Task requirements — Below this task are records; return each one exactly and omit its images.

== Segment start ==

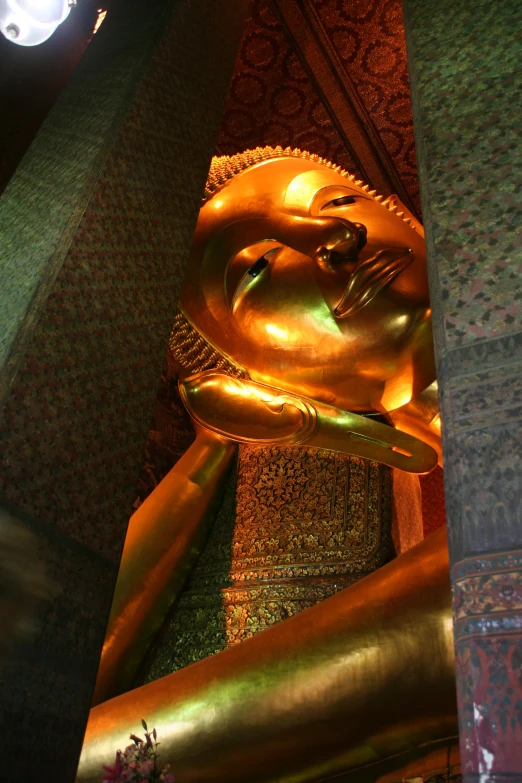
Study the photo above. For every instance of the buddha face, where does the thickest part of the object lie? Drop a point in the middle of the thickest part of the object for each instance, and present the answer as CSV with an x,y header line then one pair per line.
x,y
312,286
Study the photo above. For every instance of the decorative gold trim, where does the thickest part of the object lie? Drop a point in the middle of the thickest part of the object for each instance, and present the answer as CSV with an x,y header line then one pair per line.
x,y
225,167
195,354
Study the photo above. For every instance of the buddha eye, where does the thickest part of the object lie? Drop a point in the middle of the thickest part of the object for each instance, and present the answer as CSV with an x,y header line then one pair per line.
x,y
250,275
339,202
257,268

== Segment end ==

Solution for this problem —
Study the photo above. For every instance of the buddha face, where does the thickest part of the object lie? Drop a point in the middle of the thickest part of the object for each instance, and present the answer as CSV with an x,y header line then one pair per line.
x,y
312,286
Study the photo above. For every instance of the decorative gold trim, where does the thickest part of the object lie? Drop a point in the middle of the thickest part of the object for each instance, and present the answer as CSV with an x,y header line then one pair per line.
x,y
225,167
195,354
Study the photo above. For every instance of the buddha eye, where does the thickest part of the object lie? Drop a point in the middle of the thickest part of the object for each instance, and present the answer as CSV with an x,y header line then one pair per line.
x,y
250,275
339,202
257,268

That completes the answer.